THINGS TO DO ::
**a.** List each retirement system in the commentary on Jindal's retirement bills that is given an unfunded accrued liability figure, along with that figure.
**b.** Pick up the commentary on Jindal's retirement bills after its final sentence and continue it.
===== GIVEN PASSAGE
Now, though Jindal, in his usual method of smoke and mirrors economics, says the 3 percent additional will go to pay down the UAL.

The really curious thing about Jindal’s incessant barking about the UAL is that LASERS presently has a UAL of $6.3 billion, only about a third of the total UAL of the four retirement systems–teachers ($10.8 billion), school employees ($863 million) and state police ($313 million), yet he continuously blathers as if the entire amount is the liability of LASERS alone.

Smoke and mirrors.

The governor soldiers on with his ALEC-inspired bills despite a report by the Dallas law firm Strasburger & Price which says that virtually all components of the retirement bills would be ruled unconstitutional if subjected to legal challenges—as they will most surely will be.

The report was commissioned by Legislative Auditor Daryl Purpera.

Jindal dismissed the Strasburger report through his press lackeys, saying the analysis was conducted without a thorough read of the bills and that the 38-page analysis was done with no examination of case law.

It appears that the Strasburger report was the document that did not receive a thorough read—from the governor and his “brown shirts,” to borrow a term from Rep. Sam Jones (D-Franklin)—because the report specifically cited case law from 18 other states and a handful from right here in Louisiana as legal precedents.

Smoke and mirrors.

If Jindal’s bills are passed and somehow survive legal challenges (highly unlikely), we might brace ourselves for an attempt in his three-plus years left as governor (He is not going to be Romney’s veep, though there is a chance he may run for the U.S. Senate against Mary Landrieu) to reduce benefits for already retired state employees. We certainly would not put it past him.

Regardless of the legal outcome of the retirement bills, he will probably make another run at abolishing Civil Service as he did through Rep. John Schroeder (R-Covington) two years ago.

In contrast to Jindal’s slash and burn tactic of benevolent governance, the words of former Gov. Edwin Edwards come to mind. Quoted in the book Bad Bet on the Bayou by Tyler Bridges, Edwards, who grew up the son of a sharecropper, said, “I remember when government made it possible for electricity to be brought to my house.”

He was referring to President Franklin Roosevelt’s Rural Electrification Act of 1936, when Edwards was just nine.

“I remember when the government made it possible for a (school) bus to pick me up and drive me eight miles into town,” he continued. “I remember when government made it possible for me to eat a free hot lunch at school. I remember when government made books available to me that I otherwise would not have been able to have.”

If the governor pushes his retirement bills through, then the sins of Edwin Edwards will pale by comparison to the cumulative harmful effects of Jindal’s privatization of the Office of Risk Management, the Office of Group Benefits, Medicaid, his “reforms” to education and state employee retirement, his cutting of higher education, thereby forcing tuition increases, his granting of tax cuts to favored corporations, his allowing friendly former legislators to settle into do-nothing jobs at six-figure salaries (jobs for which they are woefully unqualified), and the sale of state prisons.
==========
===== EXERCISE DATA
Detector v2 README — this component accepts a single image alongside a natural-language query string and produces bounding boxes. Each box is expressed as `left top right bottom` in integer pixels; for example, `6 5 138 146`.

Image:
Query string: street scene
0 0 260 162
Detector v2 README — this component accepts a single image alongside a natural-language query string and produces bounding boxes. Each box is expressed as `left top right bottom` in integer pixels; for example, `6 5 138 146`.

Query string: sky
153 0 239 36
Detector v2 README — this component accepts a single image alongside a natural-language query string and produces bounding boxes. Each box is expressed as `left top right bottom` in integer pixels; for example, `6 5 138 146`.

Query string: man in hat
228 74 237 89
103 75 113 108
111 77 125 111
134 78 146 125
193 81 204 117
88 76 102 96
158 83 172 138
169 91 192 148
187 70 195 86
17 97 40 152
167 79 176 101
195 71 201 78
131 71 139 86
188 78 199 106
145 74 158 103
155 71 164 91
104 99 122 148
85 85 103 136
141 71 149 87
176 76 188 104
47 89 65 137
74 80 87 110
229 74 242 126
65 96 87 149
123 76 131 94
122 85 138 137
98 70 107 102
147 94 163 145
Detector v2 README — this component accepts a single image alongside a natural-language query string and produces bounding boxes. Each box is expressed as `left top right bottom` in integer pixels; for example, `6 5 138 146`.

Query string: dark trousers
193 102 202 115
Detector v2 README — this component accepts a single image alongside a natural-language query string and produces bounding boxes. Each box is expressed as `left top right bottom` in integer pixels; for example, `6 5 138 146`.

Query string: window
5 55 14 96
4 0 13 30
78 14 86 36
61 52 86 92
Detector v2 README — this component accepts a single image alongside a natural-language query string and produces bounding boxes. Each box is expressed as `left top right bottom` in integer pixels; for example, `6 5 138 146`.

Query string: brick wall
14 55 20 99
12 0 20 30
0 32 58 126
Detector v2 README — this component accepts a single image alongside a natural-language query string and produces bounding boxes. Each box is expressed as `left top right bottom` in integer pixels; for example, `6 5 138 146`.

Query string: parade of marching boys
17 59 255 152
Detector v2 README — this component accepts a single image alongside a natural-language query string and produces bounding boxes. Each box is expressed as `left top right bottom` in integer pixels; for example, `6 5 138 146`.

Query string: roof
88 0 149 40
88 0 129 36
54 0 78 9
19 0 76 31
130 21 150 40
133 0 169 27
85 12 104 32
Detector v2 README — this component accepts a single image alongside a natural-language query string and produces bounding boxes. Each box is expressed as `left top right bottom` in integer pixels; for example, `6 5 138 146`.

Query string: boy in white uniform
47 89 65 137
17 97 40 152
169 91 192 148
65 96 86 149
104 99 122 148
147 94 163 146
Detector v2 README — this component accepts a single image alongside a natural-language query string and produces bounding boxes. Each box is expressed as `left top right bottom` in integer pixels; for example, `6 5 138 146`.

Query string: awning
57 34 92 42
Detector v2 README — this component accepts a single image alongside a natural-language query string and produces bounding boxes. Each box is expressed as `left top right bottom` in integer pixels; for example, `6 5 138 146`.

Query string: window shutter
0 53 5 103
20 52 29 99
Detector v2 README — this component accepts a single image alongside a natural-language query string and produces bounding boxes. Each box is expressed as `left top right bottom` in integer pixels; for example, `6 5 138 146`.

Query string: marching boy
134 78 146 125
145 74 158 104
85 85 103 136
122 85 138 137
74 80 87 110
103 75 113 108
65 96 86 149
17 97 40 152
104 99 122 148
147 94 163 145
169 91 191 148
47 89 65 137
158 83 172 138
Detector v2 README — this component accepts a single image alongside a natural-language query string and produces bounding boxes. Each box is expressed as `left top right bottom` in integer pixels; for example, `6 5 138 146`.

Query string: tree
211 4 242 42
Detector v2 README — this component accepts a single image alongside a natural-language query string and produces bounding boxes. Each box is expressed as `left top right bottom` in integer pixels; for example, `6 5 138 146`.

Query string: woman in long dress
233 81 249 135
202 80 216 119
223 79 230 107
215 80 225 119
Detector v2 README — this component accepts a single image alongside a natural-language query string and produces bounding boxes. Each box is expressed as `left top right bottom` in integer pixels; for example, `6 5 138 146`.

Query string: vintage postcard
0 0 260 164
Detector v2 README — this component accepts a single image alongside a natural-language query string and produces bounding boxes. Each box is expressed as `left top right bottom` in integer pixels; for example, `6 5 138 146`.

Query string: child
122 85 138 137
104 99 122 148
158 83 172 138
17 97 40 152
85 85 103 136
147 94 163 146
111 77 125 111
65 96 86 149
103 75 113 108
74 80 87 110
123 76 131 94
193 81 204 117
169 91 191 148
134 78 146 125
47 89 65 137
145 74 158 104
==========
RESPONSES PER TASK ::
**a.**
- LASERS: $6.3 billion
- Teachers: $10.8 billion
- School employees: $863 million
- State police: $313 million

**b.**
No matter what the shortcomings of Edwin W. Edwards, he never shafted teachers or state workers. For that matter, he never turned his back on Louisiana’s working citizens. Nor did he ever dodge a reporter’s questions or refuse an interview—claims Jindal could never make. When a reporter left a message for Gov. Edwards to return his or her call, it was Edwards, not some flunky, who personally returned the call.

But enough with the reminiscing; let’s turn our attention to the makeup of the respective House and Senate retirement committees and the key campaign contributions of the members of those two committees.

The heavy hand of ALEC is ever-present, as is that of Jindal himself.

Following are members of the Senate Retirement Committee and the contributions received from corporate members of ALEC and from Jindal’s own campaign fund:

• Guillory—$45,200 from Alec, $7500 from Jindal;

• Page Cortez (R-Lafayette), vice chairman—$2500 from Jindal;

• Conrad Appel (R-Metairie)—$2500 from Jindal;

• A.G. Crowe (R-Pearl River)—$4500 from ALEC, $2500 from Jindal;

• Gerald Long (R-Natchitoches)—$35,000 from ALEC, $2500 from Jindal;

• Barrow Peacock (R-Bossier City)—No contributions;

• Jonathan Perry (R-Kaplan)—No contributions.

Both Crowe and Long are members of ALEC.

Following are members of the House Retirement Committee and the contributions received from corporate members of ALEC and from Jindal’s campaign:

• Kevin Pearson (R-Slidell), chairman—$2500 from Jindal;

• Nick Lorusso (R-New Orleans), vice chairman—$6500 from ALEC;

• Anthony Ligi (R-Metairie)—$20,500 from ALEC, $5000 from Jindal;

• Jack Montoucet (D-Crowley)—$6000 from ALEC;

• Alan Seabaugh (R-Shreveport)—$11,750 from ALEC, $2500 from Jindal;

• Kirk Talbot (R-River Ridge)—$5000 from Jindal;

• Jeff Thompson (R-Bossier City)—No contributions;

• Paul Hollis (R-Covington)—No contributions;

• Sam Jones (D-Franklin)—No contributions;

• Edward Price (D-Gonzales)—No contributions;

• Eugene Reynolds (D-Minden)—No contributions.

Lorusso, Ligi, Montoucet, Seabaugh and Talbot are ALEC members.

One state employee said in a recent email to LouisianaVoice that Jindal’s proposed comprises on his retirement bills “are in no way acceptable.” The compromises, he said, “are still breaking a contract with state employees.”

Here is the rest of that email:

“Sometimes people forget that pensions are the sole source of retirement planning for many state employees. We receive no match on any IRAs we may be able to afford on our relative low salaries and we are not allowed to contribute to Social Security.

“I think some legislators need to be reminded that they do not answer to a political party, to a governor, or to their largest campaign contributors. They answer to the people, the taxpayers and the voters of this state. And contrary to what many legislators believe, state employees are, in fact, people, taxpayers and voters. We have the same financial obligations that private sector employees have, yet we are ‘solely’ asked to bear the burden of a historically irresponsible legislature.

The true measure of a society is how it treats the weakest among it. State employees are the weakest among all civil servants; therefore, we have been intentionally targeted. Our hands are tied by ridiculous civil service regulations that do not afford us the same opportunity as teachers or law enforcement officers to speak on issues that directly impact us. In addition, many state employees have been intimidated into thinking that they cannot speak out against these reforms for fear of retribution.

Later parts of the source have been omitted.